------ PROVIDED PASSAGE

We are all constantly being influenced in some way. Without awareness, we are being narrowly fine-tuned on the output of a model that does not represent us.

Feedback Loop

Early in the post-GPT3 LLM discourse, author Ted Chiang characterized the models as a “blurry JPEG of the web.” This invited some criticism, as many deemed it too dismissive of the apparent power of generative pretrained transformers; however, I think it is close to an apt description of their alignment and capability to this day. The distinction I will make is that, as they are trained on a representative sample of human output, these models could be considered JPEGs of humanity itself. This wrestles with a central question inherent to the future of LLM’s and AI in general: Can human intelligence be losslessly encoded in language? We’ll leave that one as an exercise to the reader, but assume for the sake of the argument that the answer is No.

Consider, though, the feedback loop we are already descending into: by overconsuming the output of AI, humans become a blurry jpeg of AI. Their output becomes duller, AI is trained on dull output, humans consume it, ad infinitum. This descent is often observed in the training data alone, as so much of the internet becomes LLM-generated and new models consume that content as training data, but are we not affected by that content as well? Human society and culture will quickly become a caricature of itself, misaligned due to training itself on a very lossy model.

Identifying, Measuring, and Combatting Misalignment

Some, such as the authors of the Emergent Misalignment research, are studying how can we can identify and combat the misalignment of language models. How can we identify and combat the misalignment of humanity itself?

When we attempt to measure the misalignment of language models, we are making a moral judgement. Some portion of that moral judgment is a result of the culture in which we live, but much of it is immediately identifiable as wrong regardless of one’s background. Ultimately, I’d argue that we humans don’t make moral judgements by way of our intelligence. Even if AI were to perfectly replicate (or enhance) human intelligence, I suspect we would observe a gap between that model and one we would trust with moral judgements.

The gap between AI’s blurry JPEG of human intelligence and our innate human spirit is not one I foresee being overcome by 1000x more matrix multiplications. An LLM will be as aligned as its pre- and post-training. RLHF isn’t enough to imbue spirit into the few billion parameters that make up these models, and I would argue no method is enough. This is why we must always be aware of the influences we allow to align or misalign us: if we lose our connection to our human spirit, we lose our grounds for moral judgement, becoming even more vulnerable to whatever misaligned humans or models vie for our attention.

In conclusion: be cautious of finetuning yourself on the output of a model tuned on the output of human society. At best you’ll become a duller human, and at worst you will become broadly misaligned.

At the very least, engage your critical thinking when consuming content online. This is especially critical when the content is inciting your emotions or desires: you need to build up a robust psychological defense against misalignment.

Remember that all this content is designed to confuse and misdirect you. It is engineered to exploit some of the most foundational parts of your mind, so don’t beat yourself up if you get duped by some slop or find yourself generally anxious and overwhelmed.

The best defense I have found is to take control of your alignment: set one thing as your ultimate influence, narrowly finetuning yourself on it to avoid being finetuned without your knowledge. My one thing has the added benefit of giving me a reliable order of desires to live a contented life.

Very practically:

Limit screen time
Create more than you consume
Talk to other people face-to-face

Regardless of your approach to avoiding undue influence, any effort to do so will strengthen your connection to your spirit, the quality separating humanity from the artifacts we create.

------------
------ RECORDED DATA

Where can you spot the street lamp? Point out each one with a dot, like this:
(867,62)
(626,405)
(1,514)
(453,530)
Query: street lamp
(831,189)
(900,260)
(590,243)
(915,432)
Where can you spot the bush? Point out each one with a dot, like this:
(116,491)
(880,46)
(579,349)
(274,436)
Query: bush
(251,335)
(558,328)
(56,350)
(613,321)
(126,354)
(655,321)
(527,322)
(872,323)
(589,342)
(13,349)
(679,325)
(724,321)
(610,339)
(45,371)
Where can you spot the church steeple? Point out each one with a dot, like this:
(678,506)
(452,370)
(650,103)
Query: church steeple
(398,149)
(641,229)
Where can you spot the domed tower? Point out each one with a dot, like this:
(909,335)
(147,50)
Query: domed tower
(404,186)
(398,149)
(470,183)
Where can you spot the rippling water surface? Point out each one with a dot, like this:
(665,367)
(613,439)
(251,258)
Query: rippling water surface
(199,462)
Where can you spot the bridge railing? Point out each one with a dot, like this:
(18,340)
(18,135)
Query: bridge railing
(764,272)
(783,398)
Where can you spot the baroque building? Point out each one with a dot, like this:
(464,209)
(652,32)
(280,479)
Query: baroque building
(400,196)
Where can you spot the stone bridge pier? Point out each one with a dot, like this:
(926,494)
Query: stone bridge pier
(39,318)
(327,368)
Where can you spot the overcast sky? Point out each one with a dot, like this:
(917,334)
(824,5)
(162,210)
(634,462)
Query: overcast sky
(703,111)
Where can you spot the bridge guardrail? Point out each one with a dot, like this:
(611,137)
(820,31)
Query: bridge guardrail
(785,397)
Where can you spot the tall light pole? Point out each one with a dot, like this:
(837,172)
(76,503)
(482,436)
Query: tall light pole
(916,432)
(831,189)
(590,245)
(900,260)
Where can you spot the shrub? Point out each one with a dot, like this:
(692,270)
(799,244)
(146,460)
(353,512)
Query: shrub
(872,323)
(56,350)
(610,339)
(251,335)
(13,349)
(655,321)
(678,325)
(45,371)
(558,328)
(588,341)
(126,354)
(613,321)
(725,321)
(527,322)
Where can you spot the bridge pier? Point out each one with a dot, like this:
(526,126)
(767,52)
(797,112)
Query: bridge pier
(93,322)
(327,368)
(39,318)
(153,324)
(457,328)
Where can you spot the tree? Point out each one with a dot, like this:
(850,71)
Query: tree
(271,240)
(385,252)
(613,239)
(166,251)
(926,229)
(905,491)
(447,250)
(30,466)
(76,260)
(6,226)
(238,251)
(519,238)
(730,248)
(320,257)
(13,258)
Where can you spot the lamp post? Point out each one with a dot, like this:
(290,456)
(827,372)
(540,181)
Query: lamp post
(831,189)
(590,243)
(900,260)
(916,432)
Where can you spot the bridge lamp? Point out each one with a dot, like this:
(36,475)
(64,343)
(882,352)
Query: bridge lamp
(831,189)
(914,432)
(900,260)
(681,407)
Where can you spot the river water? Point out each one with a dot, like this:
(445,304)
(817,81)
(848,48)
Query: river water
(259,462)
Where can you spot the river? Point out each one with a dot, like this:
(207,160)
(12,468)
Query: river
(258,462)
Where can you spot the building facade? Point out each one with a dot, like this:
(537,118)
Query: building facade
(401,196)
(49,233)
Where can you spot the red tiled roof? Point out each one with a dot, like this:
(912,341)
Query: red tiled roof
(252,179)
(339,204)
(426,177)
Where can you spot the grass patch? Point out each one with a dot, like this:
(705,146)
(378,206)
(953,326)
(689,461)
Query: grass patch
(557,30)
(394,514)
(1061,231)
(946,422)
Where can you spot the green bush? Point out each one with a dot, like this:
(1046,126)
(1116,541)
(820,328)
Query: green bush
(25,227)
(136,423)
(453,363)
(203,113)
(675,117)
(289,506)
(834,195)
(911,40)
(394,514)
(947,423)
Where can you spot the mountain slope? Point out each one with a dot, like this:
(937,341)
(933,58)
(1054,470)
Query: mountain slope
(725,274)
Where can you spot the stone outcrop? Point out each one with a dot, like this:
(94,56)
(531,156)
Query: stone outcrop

------------

◆ **EXERCISE REQUIREMENTS**
(1) Copy the passage about AI and human alignment, starting at "At the very" and ending at "a contented life.", and change "defense" to "protection".
(2) In the passage about AI and human alignment, who described the models as a "blurry JPEG of the web"?
These entries were taken from a different source than the passage about AI and human alignment.

◆ **ANSWER SECTION**
(1)
At the very least, engage your critical thinking when consuming content online. This is especially critical when the content is inciting your emotions or desires: you need to build up a robust psychological protection against misalignment.

Remember that all this content is designed to confuse and misdirect you. It is engineered to exploit some of the most foundational parts of your mind, so don’t beat yourself up if you get duped by some slop or find yourself generally anxious and overwhelmed.

The best protection I have found is to take control of your alignment: set one thing as your ultimate influence, narrowly finetuning yourself on it to avoid being finetuned without your knowledge. My one thing has the added benefit of giving me a reliable order of desires to live a contented life.

(2) Author Ted Chiang.